▶ _Records for this task_

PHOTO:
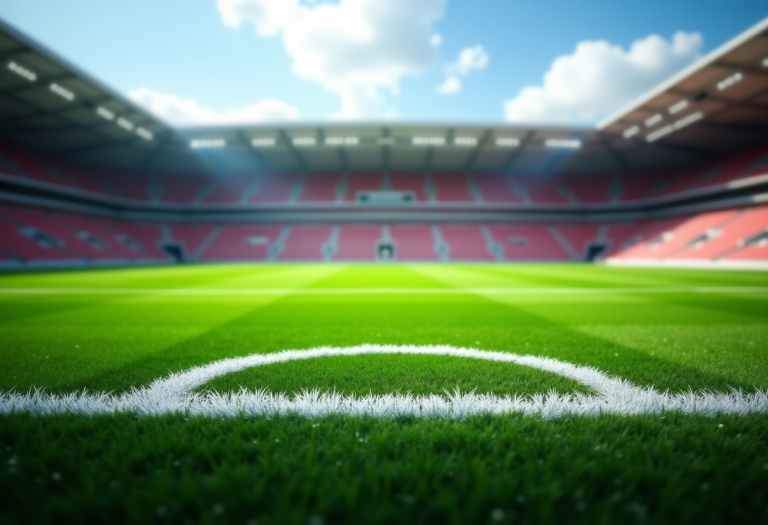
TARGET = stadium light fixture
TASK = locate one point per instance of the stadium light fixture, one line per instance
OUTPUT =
(653, 120)
(263, 142)
(125, 124)
(465, 141)
(563, 143)
(145, 134)
(207, 143)
(105, 113)
(62, 92)
(678, 124)
(507, 142)
(728, 82)
(428, 141)
(631, 132)
(342, 141)
(22, 71)
(678, 107)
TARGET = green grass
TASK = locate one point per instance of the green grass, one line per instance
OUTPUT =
(644, 469)
(385, 374)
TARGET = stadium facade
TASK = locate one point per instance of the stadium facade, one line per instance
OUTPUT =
(679, 177)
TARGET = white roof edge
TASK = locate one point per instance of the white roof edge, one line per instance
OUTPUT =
(397, 124)
(696, 66)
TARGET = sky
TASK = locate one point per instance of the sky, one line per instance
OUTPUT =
(487, 61)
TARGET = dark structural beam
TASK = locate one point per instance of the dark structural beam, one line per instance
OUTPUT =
(289, 145)
(484, 138)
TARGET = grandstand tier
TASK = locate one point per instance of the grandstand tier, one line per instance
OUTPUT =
(32, 235)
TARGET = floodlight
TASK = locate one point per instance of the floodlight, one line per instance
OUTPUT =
(22, 71)
(62, 92)
(428, 141)
(678, 124)
(656, 135)
(341, 141)
(127, 124)
(653, 120)
(678, 107)
(690, 119)
(563, 143)
(207, 143)
(263, 142)
(107, 114)
(143, 133)
(631, 132)
(507, 142)
(728, 82)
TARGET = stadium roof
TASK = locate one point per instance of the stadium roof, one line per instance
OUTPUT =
(718, 104)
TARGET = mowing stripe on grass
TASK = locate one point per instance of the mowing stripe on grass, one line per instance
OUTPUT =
(382, 291)
(175, 394)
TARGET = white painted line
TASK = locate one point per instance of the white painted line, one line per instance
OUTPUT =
(175, 394)
(382, 291)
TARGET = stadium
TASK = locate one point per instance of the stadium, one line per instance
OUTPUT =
(380, 322)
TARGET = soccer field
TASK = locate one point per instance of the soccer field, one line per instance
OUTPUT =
(445, 394)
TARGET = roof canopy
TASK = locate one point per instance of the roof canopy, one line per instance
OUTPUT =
(716, 105)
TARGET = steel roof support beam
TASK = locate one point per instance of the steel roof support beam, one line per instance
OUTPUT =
(41, 82)
(484, 139)
(509, 163)
(617, 157)
(42, 114)
(262, 165)
(74, 124)
(289, 145)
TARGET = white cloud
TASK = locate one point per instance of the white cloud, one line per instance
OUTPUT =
(450, 86)
(187, 111)
(358, 49)
(599, 78)
(470, 59)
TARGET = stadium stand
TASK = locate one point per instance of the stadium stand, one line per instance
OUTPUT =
(357, 242)
(589, 188)
(275, 188)
(231, 189)
(190, 236)
(358, 182)
(728, 238)
(495, 188)
(413, 182)
(320, 187)
(528, 242)
(466, 242)
(36, 235)
(451, 187)
(238, 242)
(540, 189)
(579, 236)
(182, 188)
(413, 242)
(306, 242)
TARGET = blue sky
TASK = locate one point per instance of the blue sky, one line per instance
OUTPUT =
(207, 61)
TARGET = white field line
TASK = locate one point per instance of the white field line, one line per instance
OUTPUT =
(175, 394)
(381, 291)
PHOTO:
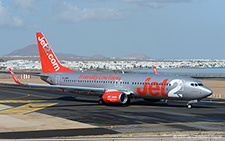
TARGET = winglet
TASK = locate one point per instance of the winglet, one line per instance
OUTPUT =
(155, 70)
(14, 77)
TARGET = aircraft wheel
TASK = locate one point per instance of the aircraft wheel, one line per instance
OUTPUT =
(189, 106)
(128, 101)
(101, 102)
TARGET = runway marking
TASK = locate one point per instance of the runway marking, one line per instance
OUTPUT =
(152, 124)
(20, 101)
(25, 109)
(25, 94)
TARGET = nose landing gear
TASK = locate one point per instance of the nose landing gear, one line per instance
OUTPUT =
(189, 104)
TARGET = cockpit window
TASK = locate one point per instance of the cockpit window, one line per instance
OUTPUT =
(196, 84)
(200, 84)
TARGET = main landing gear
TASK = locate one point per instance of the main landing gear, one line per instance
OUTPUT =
(101, 102)
(189, 104)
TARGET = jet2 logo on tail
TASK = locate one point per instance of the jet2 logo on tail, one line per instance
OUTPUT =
(49, 53)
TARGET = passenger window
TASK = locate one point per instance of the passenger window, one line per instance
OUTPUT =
(200, 84)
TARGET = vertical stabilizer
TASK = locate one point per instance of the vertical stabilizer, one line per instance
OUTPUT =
(49, 61)
(155, 70)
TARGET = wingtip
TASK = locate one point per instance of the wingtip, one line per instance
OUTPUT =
(14, 77)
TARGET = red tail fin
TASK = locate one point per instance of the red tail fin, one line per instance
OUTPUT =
(155, 70)
(49, 61)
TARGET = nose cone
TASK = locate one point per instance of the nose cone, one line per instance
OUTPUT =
(207, 92)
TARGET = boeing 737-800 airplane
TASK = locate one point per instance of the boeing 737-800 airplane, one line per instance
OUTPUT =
(116, 87)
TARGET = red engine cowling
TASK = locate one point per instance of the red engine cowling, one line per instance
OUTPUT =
(115, 97)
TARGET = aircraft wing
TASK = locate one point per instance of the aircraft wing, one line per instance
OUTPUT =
(75, 88)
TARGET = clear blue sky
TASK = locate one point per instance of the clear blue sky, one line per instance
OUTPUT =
(161, 29)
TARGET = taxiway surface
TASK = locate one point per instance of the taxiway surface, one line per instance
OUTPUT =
(76, 115)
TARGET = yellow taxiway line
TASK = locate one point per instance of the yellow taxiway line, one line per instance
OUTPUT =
(20, 101)
(25, 109)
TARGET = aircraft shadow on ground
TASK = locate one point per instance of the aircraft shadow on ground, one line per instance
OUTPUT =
(94, 102)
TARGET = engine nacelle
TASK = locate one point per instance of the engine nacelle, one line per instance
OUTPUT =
(115, 97)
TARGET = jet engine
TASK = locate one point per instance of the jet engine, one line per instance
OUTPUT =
(115, 97)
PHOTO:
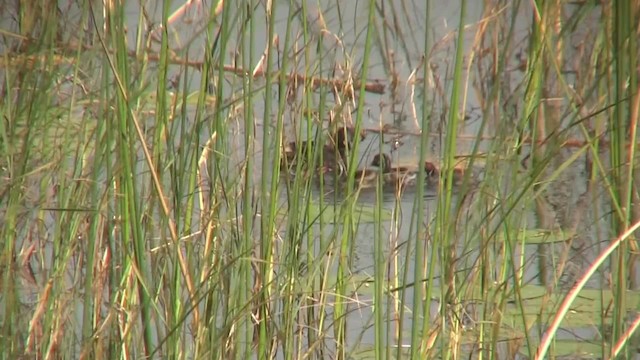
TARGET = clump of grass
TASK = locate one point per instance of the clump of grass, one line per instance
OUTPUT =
(145, 212)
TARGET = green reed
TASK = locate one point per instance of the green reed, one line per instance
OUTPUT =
(145, 215)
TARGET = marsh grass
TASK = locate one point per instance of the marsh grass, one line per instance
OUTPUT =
(145, 214)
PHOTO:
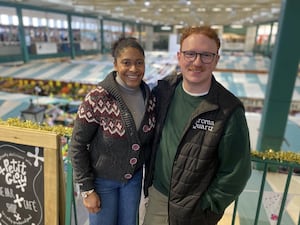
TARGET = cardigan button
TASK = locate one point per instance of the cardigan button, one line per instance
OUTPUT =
(146, 128)
(133, 161)
(127, 176)
(135, 147)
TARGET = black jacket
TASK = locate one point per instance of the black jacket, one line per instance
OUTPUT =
(196, 161)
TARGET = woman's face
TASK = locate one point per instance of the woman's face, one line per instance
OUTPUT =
(130, 65)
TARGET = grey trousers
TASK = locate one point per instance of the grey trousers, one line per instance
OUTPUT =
(156, 208)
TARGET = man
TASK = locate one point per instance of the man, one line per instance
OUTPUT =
(201, 151)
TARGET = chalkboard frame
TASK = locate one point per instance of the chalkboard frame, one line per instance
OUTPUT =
(54, 188)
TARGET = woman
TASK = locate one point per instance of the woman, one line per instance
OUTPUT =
(111, 139)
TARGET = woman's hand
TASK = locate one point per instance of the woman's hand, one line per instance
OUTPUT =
(92, 202)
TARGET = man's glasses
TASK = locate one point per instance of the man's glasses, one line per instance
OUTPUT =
(205, 57)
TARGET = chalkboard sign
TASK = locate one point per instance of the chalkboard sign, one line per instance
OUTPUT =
(31, 177)
(21, 184)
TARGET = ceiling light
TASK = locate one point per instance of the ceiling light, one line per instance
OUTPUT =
(216, 9)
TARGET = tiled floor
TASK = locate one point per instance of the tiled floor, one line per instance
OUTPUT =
(245, 84)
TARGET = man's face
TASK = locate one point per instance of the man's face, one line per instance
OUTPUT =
(197, 68)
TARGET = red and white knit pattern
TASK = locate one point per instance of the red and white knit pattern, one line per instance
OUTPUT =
(98, 108)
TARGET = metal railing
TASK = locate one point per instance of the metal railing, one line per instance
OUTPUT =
(266, 164)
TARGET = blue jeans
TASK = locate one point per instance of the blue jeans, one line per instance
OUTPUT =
(119, 201)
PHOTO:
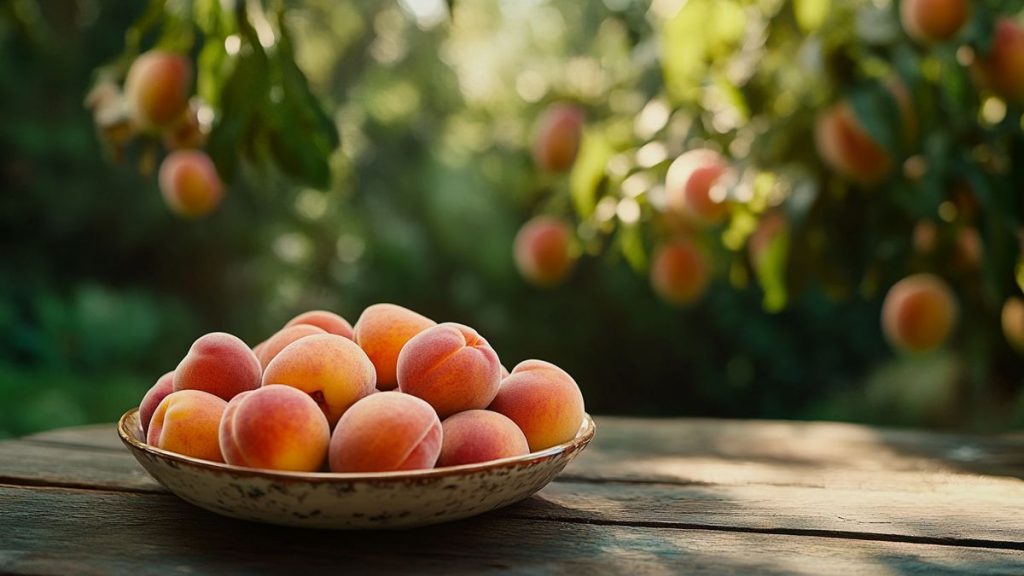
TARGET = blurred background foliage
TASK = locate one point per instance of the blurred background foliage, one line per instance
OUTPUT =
(102, 289)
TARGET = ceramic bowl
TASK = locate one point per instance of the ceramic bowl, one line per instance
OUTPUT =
(351, 500)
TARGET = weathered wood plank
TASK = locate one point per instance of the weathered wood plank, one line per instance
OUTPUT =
(772, 446)
(976, 515)
(812, 454)
(969, 519)
(50, 464)
(93, 436)
(69, 532)
(810, 444)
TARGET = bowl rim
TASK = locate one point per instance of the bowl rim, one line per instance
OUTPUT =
(582, 439)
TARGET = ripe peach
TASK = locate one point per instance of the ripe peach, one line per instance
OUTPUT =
(258, 348)
(186, 132)
(220, 364)
(1013, 323)
(381, 331)
(186, 422)
(679, 273)
(386, 432)
(285, 336)
(450, 366)
(544, 401)
(933, 21)
(919, 313)
(479, 436)
(559, 131)
(157, 87)
(846, 147)
(327, 321)
(543, 252)
(189, 183)
(332, 369)
(275, 427)
(688, 187)
(1001, 69)
(153, 398)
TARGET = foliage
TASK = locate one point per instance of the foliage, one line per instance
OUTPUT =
(419, 201)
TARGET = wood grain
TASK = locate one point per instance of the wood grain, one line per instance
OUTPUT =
(71, 532)
(981, 512)
(736, 452)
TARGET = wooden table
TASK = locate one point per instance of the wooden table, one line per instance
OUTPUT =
(648, 496)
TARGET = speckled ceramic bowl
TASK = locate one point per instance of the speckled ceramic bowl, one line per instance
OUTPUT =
(351, 500)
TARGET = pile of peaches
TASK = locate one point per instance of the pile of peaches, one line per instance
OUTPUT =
(398, 392)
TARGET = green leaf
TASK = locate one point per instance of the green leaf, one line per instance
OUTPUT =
(700, 33)
(244, 91)
(588, 171)
(771, 272)
(811, 13)
(877, 110)
(631, 243)
(146, 23)
(303, 134)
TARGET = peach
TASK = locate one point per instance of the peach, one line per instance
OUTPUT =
(450, 366)
(189, 183)
(919, 313)
(479, 436)
(220, 364)
(153, 398)
(327, 321)
(557, 137)
(544, 401)
(285, 336)
(933, 21)
(543, 251)
(258, 348)
(332, 369)
(386, 432)
(186, 422)
(186, 133)
(1001, 69)
(679, 273)
(381, 331)
(157, 88)
(847, 148)
(688, 186)
(276, 427)
(1013, 323)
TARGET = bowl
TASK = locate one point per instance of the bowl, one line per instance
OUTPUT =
(376, 500)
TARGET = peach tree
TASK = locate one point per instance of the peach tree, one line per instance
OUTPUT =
(842, 144)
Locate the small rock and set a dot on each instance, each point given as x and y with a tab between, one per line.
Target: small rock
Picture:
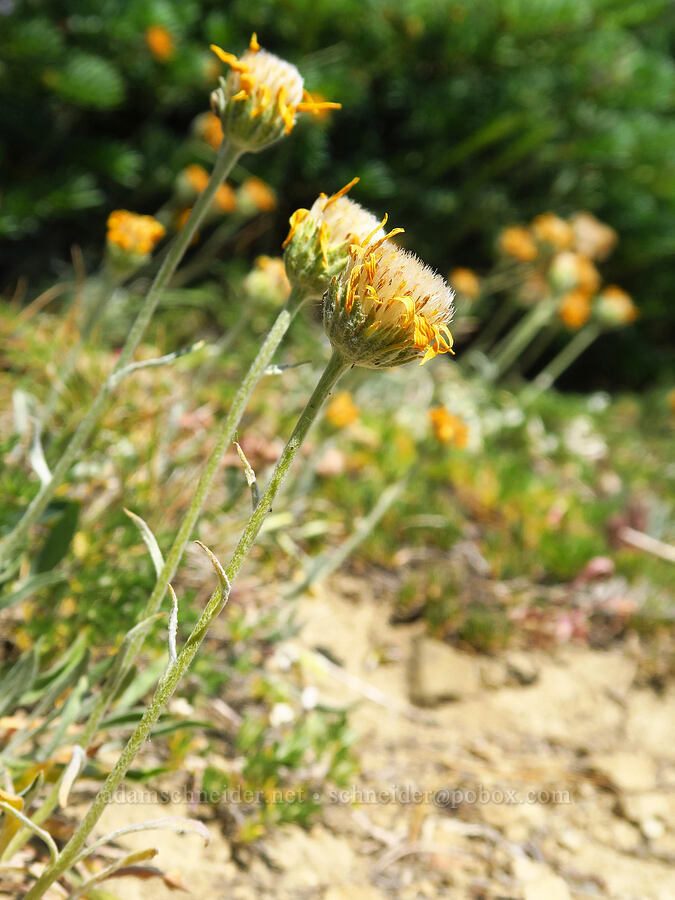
626	771
439	673
655	805
652	829
521	668
493	673
571	839
550	887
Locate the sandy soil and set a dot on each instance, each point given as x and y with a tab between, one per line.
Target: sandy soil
548	776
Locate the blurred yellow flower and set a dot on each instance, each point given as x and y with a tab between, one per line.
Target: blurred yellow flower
517	242
551	229
465	282
570	271
593	238
448	428
134	233
160	42
575	309
615	307
342	410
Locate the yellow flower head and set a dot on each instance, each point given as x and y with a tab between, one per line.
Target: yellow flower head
160	42
448	428
517	242
209	128
615	307
593	238
130	241
319	238
551	229
342	411
465	282
570	270
260	98
257	196
133	233
574	309
387	308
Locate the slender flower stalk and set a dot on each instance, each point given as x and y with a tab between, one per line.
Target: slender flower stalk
225	161
99	294
321	248
508	349
580	342
337	365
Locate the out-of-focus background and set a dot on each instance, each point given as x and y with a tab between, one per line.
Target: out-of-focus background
459	118
447	667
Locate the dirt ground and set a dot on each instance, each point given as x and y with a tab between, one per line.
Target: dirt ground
533	776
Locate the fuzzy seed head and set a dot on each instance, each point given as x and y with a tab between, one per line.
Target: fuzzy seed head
259	99
388	308
317	245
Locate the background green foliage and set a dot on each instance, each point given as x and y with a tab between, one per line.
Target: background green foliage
459	117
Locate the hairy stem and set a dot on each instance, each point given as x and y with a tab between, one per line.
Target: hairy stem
336	366
227	158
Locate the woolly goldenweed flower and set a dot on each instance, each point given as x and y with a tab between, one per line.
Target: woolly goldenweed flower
160	42
517	242
317	245
254	196
551	229
614	307
465	282
449	428
574	309
342	411
387	308
260	98
130	240
592	237
569	271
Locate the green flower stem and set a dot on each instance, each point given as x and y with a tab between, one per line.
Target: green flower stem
223	443
208	252
580	342
253	376
498	320
227	158
335	368
95	303
508	350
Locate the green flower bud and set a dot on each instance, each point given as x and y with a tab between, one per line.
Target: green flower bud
317	246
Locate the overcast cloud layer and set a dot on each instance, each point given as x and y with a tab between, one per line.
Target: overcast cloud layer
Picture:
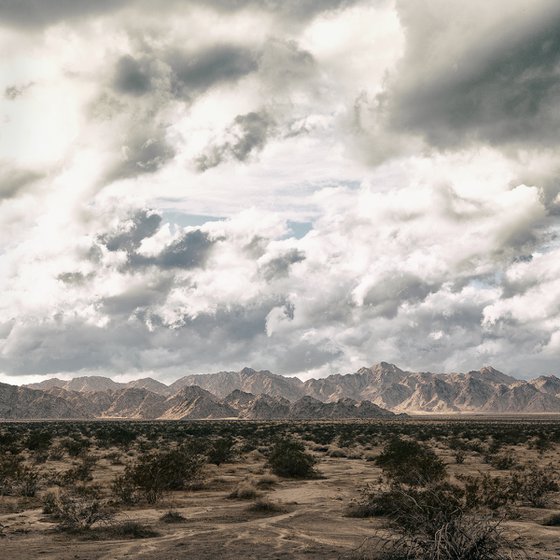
302	186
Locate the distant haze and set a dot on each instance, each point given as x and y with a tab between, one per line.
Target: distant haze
306	187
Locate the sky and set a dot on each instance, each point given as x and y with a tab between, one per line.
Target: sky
303	186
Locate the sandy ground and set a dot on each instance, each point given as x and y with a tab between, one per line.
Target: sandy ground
312	524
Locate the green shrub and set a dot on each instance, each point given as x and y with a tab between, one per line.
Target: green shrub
155	473
172	517
288	458
221	451
409	462
79	511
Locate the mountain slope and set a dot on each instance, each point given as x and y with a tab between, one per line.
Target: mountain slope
17	403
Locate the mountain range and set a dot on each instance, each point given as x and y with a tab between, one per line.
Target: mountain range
372	392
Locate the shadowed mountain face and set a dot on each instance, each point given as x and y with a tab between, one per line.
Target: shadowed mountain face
367	393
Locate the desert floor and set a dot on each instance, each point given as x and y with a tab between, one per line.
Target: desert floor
311	524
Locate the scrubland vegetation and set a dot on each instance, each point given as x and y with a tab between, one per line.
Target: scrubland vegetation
425	489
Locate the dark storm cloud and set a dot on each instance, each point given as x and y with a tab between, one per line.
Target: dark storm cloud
232	334
249	134
136	298
146	151
501	86
14	181
74	278
188	252
132	76
40	13
196	72
280	266
143	224
393	290
37	13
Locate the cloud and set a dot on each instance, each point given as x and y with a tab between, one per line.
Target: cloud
15	91
29	13
141	225
196	72
132	77
280	266
14	181
246	136
417	141
477	73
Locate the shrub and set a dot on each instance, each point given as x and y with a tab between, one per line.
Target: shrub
221	451
10	470
433	523
501	461
288	458
49	503
27	482
552	520
262	505
131	530
80	511
410	462
155	473
172	517
460	457
487	491
245	490
534	485
124	489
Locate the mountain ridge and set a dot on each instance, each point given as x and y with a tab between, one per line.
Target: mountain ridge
262	393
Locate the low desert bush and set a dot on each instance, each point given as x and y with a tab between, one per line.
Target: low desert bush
172	517
434	523
80	510
155	473
245	490
263	505
552	520
288	458
266	481
409	462
131	530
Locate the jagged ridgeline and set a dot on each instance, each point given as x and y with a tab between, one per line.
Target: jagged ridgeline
377	392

▶ _Requirements_
Your task is to transcribe the line containing "Locate the scrubland" and every line after it, through the last line of the data, exactly as written and with nothing more.

▶ _Exercise output_
Locate the scrubland vegetation and set a dot on each instance, each point given as x and y with a tab between, one per line.
Target: scrubland vegetation
425	489
Locate the dark storm cloud and set a dot on each instance, each point given as x and y with a tab between, one per line.
Target: dark storm cloud
232	334
249	134
136	298
146	151
501	86
14	181
74	278
188	252
132	76
40	13
196	72
280	266
143	224
393	290
37	13
Locate the cloud and set a dot on each instance, each point given as x and y with a tab between, one per line.
Target: cloud
15	91
29	13
141	225
196	72
132	77
280	266
14	181
246	136
417	141
477	73
Locate the shrub and set a dot on each instance, each point given as x and y with a tab between, one per line.
Target: shrub
221	451
10	470
433	523
501	461
288	458
49	503
27	482
552	520
262	505
131	530
80	511
410	462
155	473
172	517
460	457
487	491
245	490
534	485
124	489
Locate the mountain ridge and set a dot on each instance, each point given as x and y with a tab between, one per line.
Target: mountain ridge
262	393
Locate the low desert bush and set a dot on each instance, each point given as x and y with a tab between, one per line.
Target: low desert bush
172	517
434	523
80	510
155	473
245	490
263	505
552	520
288	458
266	481
409	462
131	530
Locate the jagged ridgeline and set a dot on each instance, each point given as x and y with a tab between, one per line.
Target: jagged ridgeline
377	392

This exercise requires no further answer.